Instructions for the task:
From the material below, rewrite in full the lines between the line containing "I'd like to know: does the long" and the line containing "414, 388, 510]]", inclusive. Increase every bounding-box coordinate in the answers by 29, and leave all other text unchanged.

(A block of data)
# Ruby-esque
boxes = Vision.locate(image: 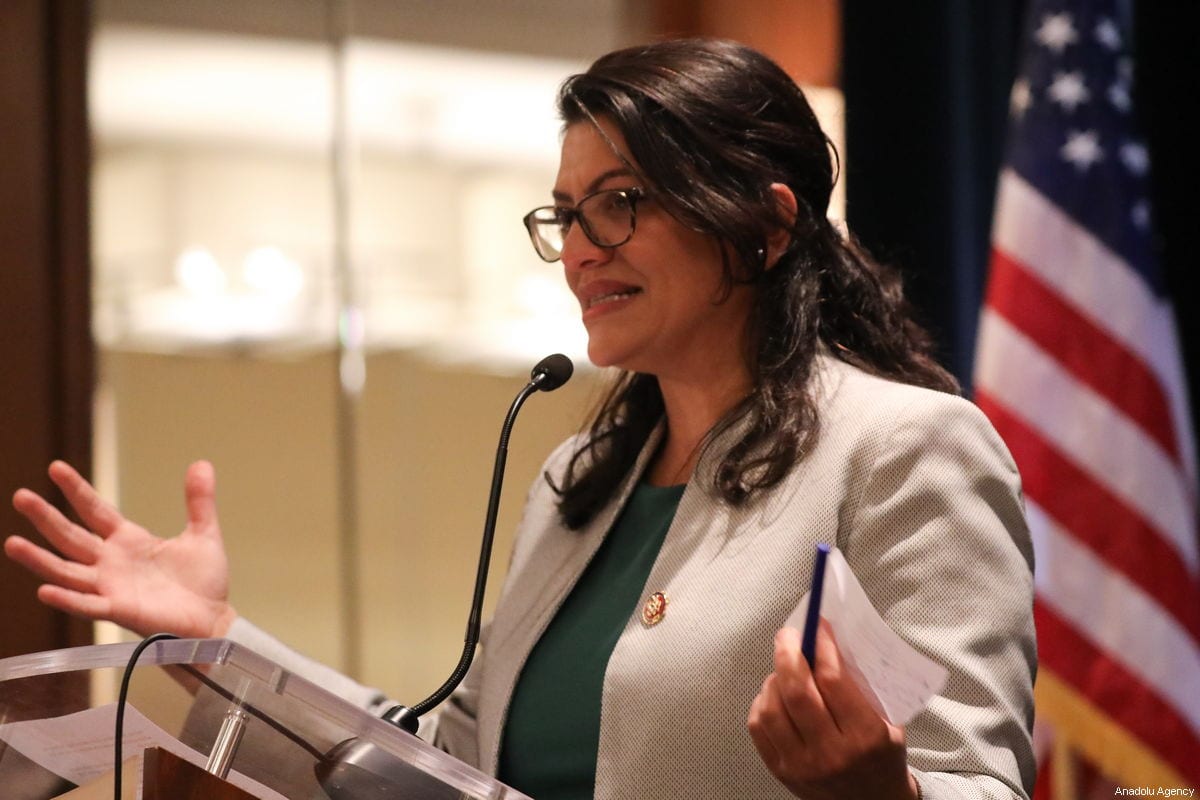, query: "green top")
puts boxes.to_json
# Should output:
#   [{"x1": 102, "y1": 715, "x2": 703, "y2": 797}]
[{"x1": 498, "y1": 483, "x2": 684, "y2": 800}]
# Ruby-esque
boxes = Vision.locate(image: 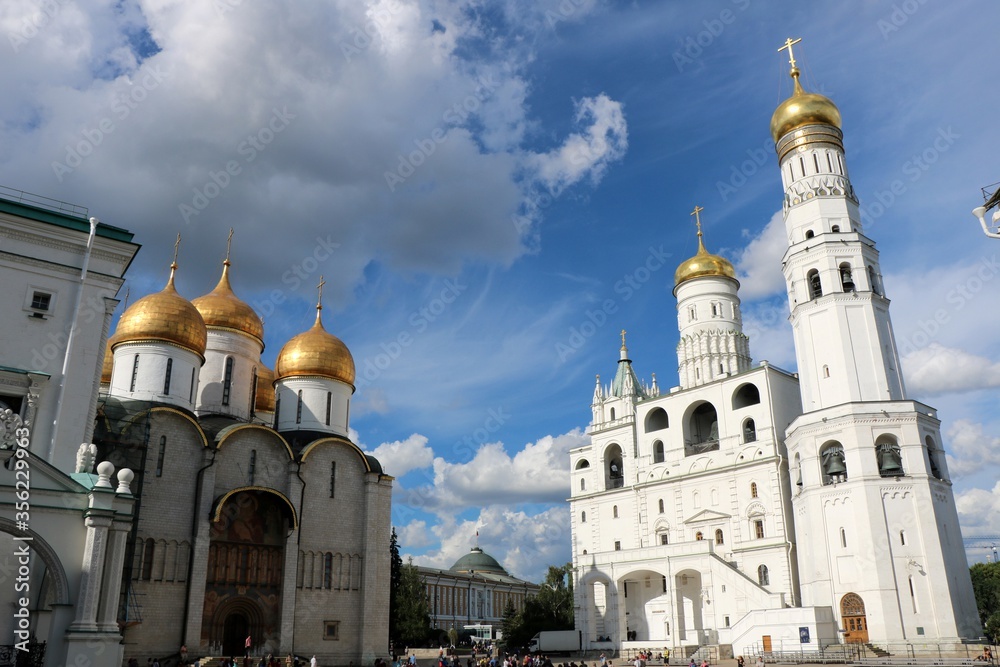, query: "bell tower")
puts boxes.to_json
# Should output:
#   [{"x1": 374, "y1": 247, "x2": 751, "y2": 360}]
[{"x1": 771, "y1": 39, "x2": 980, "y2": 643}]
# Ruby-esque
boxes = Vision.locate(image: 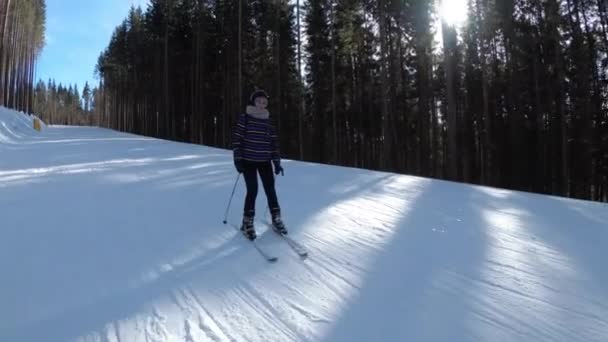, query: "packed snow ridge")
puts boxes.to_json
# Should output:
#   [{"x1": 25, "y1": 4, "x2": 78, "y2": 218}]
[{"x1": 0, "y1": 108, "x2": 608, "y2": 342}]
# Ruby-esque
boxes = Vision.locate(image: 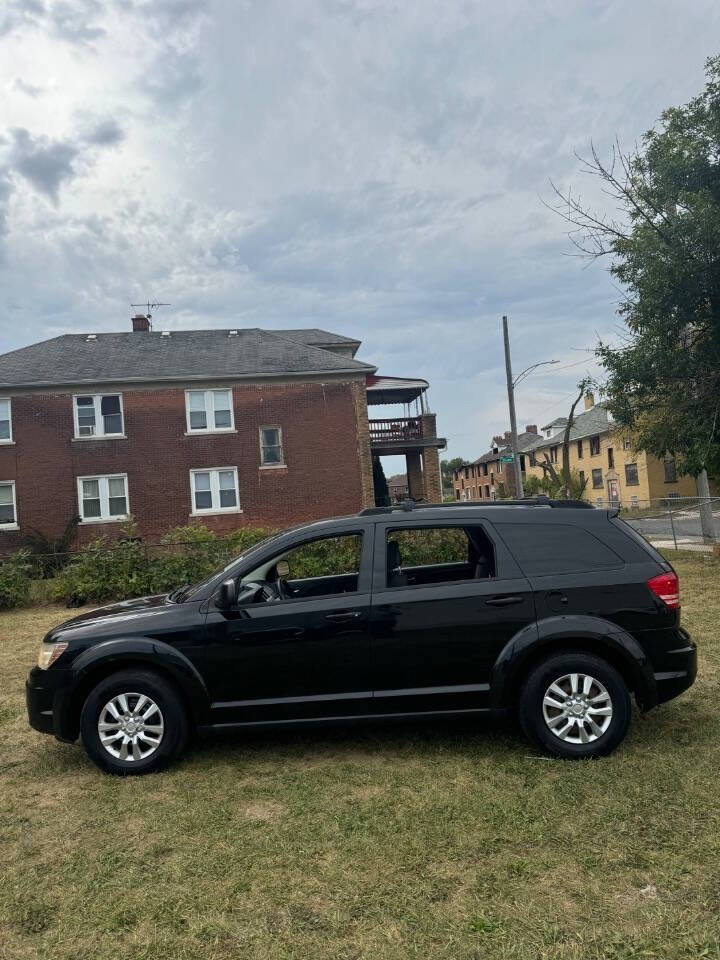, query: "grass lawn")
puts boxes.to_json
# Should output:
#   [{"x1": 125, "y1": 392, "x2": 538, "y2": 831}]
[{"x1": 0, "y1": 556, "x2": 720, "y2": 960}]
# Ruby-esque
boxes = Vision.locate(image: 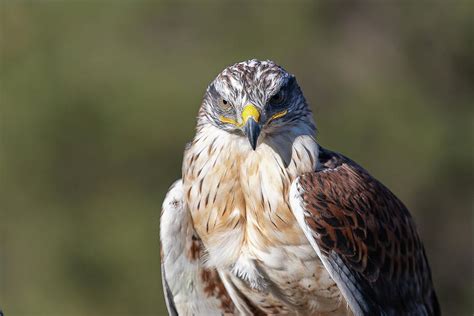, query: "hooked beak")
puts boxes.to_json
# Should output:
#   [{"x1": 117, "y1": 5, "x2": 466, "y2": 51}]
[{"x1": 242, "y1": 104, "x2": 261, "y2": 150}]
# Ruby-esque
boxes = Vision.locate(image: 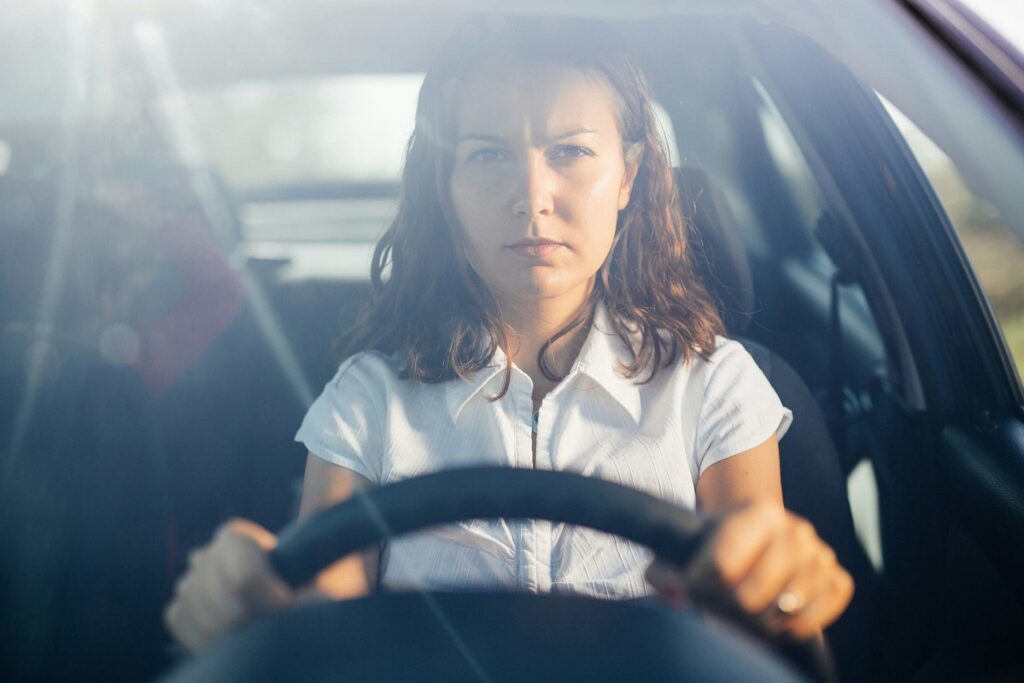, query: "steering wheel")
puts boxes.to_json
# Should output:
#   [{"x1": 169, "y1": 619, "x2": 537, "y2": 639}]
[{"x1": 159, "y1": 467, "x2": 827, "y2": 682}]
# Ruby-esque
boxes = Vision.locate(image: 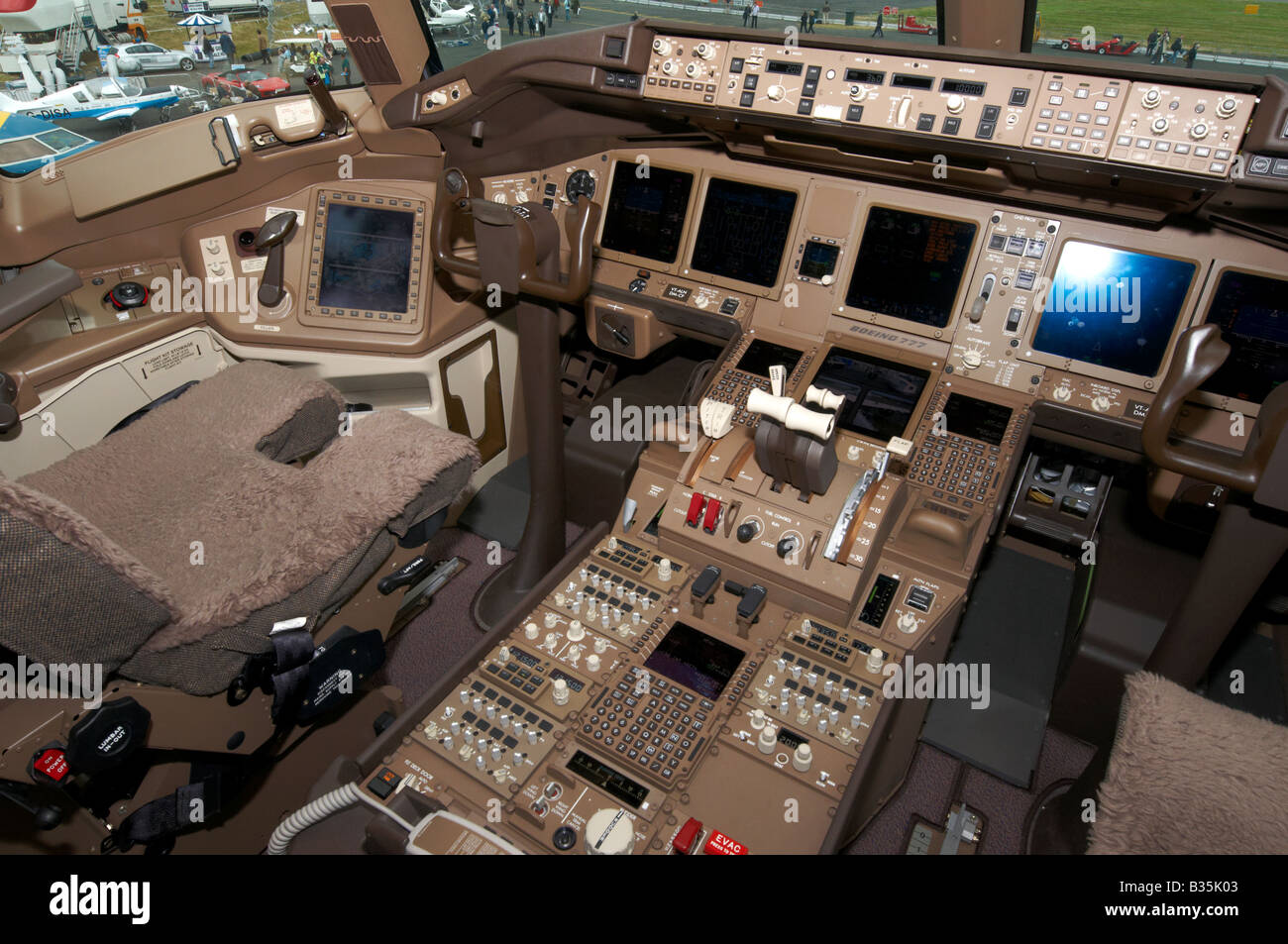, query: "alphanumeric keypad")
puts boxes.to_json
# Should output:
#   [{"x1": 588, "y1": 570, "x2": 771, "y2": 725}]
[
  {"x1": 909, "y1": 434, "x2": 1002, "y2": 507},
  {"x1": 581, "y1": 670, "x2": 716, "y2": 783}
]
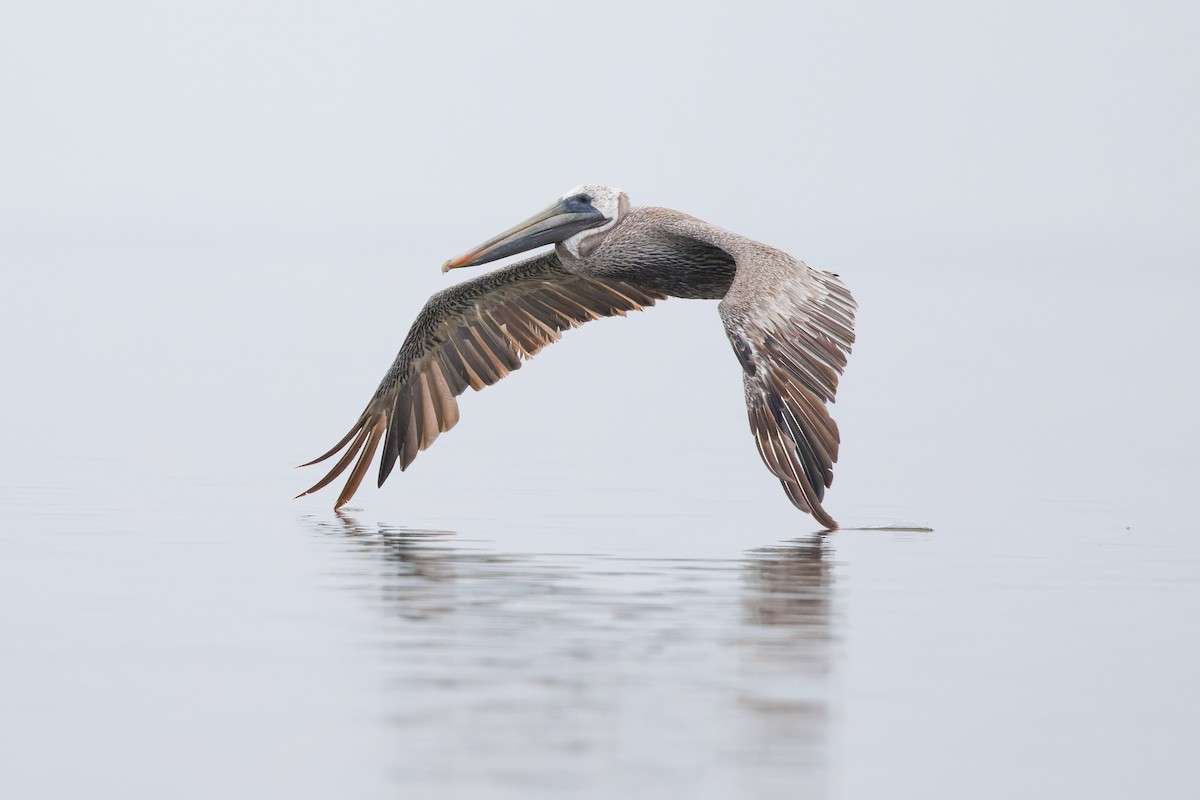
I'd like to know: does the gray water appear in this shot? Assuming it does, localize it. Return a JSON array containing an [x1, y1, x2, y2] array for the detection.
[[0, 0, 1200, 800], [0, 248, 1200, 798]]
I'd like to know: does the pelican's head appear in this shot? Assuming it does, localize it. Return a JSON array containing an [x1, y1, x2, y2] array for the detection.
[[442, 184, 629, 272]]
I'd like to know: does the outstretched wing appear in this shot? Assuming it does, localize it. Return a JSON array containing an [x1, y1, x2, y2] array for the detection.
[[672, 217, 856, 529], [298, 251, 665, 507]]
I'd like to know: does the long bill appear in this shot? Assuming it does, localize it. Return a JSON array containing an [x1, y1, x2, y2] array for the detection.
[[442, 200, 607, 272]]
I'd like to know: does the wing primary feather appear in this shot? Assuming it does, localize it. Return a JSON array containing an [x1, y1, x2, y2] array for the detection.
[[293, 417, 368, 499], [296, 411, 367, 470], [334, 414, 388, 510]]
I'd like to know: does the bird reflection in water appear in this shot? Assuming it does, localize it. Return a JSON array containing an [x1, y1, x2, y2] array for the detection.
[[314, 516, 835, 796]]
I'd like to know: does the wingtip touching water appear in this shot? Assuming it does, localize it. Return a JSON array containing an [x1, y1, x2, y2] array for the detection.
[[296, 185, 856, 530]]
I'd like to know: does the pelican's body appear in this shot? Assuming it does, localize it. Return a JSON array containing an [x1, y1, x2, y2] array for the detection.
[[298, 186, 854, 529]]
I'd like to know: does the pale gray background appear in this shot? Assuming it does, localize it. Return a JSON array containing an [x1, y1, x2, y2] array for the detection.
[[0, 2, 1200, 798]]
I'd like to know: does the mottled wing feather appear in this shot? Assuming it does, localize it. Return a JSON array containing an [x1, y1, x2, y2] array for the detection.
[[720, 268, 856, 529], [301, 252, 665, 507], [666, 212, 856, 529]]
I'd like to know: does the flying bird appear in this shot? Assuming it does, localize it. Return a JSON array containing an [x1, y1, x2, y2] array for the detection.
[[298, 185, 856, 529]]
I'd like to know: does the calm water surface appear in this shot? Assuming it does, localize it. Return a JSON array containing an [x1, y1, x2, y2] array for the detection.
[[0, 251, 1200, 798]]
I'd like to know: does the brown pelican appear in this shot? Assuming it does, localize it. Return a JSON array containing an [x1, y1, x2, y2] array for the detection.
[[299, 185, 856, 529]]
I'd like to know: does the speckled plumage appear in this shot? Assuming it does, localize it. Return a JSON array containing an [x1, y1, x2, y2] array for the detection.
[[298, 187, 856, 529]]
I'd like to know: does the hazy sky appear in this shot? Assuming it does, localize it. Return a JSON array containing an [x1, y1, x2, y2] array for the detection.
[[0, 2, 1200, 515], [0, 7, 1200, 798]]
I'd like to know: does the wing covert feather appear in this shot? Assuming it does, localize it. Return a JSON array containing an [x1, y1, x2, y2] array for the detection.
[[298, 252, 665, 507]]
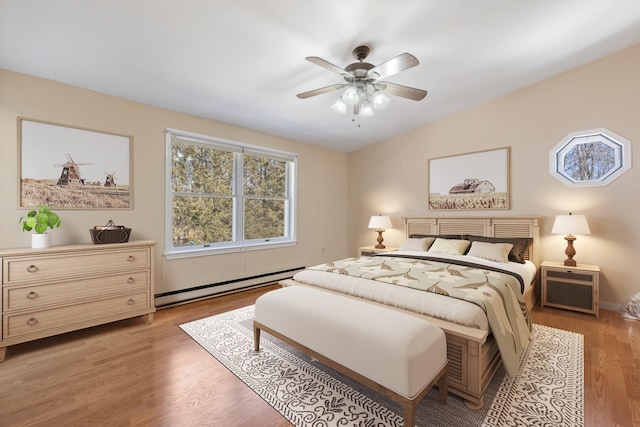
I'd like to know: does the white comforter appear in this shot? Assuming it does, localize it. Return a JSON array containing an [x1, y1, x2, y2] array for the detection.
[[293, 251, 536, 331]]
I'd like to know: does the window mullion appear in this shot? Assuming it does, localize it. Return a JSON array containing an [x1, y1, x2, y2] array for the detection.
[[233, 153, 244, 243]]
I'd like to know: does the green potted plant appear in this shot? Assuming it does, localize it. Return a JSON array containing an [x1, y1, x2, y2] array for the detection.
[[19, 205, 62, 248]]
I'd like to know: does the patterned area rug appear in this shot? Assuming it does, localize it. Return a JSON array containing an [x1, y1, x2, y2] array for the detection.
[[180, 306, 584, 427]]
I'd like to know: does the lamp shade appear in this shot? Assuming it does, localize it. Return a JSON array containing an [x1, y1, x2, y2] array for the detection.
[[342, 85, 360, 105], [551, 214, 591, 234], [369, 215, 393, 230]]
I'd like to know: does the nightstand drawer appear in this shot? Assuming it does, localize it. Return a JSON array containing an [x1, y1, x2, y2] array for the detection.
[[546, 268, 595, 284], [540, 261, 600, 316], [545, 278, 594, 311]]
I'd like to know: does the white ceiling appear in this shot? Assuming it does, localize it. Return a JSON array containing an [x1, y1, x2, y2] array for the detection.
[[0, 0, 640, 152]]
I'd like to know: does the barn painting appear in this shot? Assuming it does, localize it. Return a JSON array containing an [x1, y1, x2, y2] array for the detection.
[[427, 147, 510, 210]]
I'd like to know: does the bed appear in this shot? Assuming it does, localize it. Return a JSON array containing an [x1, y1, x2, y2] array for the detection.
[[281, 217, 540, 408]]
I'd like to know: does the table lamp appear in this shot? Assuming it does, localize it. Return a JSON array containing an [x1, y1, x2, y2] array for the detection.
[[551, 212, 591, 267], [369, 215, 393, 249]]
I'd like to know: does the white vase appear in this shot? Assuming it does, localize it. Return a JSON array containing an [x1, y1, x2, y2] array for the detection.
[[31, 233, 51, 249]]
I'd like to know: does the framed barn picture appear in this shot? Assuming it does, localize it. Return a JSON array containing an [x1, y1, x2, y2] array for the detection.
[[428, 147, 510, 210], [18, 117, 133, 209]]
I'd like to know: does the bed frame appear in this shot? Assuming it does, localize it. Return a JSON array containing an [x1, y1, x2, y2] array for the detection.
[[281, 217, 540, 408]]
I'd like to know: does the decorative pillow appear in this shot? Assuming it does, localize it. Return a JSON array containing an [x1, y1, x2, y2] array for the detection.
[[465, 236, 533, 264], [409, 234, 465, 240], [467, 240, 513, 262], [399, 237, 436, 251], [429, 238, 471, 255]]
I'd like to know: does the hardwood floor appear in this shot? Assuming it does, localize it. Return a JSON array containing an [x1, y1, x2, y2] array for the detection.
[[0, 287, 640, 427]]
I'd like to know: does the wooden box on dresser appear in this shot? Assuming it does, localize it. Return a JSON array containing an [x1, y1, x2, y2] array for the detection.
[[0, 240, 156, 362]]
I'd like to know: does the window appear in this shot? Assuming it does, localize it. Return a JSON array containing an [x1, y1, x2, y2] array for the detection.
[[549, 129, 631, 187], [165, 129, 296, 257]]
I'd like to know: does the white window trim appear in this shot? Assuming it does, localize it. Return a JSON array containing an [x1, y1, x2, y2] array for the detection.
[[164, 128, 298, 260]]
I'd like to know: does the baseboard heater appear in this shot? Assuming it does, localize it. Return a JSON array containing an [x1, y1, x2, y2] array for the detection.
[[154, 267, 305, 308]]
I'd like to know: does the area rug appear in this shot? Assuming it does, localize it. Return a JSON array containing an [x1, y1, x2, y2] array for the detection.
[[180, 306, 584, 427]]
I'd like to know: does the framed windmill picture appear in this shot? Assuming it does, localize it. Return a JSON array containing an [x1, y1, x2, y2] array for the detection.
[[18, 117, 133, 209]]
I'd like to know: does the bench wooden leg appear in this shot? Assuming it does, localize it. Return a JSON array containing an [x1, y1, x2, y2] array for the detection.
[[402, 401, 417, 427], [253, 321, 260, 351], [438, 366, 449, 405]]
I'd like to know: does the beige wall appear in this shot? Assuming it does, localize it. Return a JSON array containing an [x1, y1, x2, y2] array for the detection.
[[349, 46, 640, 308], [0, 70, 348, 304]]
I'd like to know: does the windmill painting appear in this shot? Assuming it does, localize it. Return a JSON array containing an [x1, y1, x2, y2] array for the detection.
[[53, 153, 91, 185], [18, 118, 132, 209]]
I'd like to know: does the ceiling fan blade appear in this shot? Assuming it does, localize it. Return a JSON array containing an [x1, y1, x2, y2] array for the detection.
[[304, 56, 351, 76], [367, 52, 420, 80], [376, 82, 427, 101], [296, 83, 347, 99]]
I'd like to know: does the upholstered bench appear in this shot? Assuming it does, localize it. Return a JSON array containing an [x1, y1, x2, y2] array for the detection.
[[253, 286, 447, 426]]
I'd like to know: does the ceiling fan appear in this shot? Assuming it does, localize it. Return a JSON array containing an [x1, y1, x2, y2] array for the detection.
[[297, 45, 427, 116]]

Task response:
I'd like to know: does the long bill appear in this shot? Assuming it does, localize it. Return a JSON array containing an [x1, y1, x2, y2] array for the detection.
[[471, 229, 636, 301]]
I'd like to know: does the wing primary feather appear in this shot? Assuming it does, localize it. Return a JSON array containing an [x1, y1, x2, y2] array for the detection.
[[322, 446, 397, 528], [325, 440, 396, 499], [363, 443, 417, 539]]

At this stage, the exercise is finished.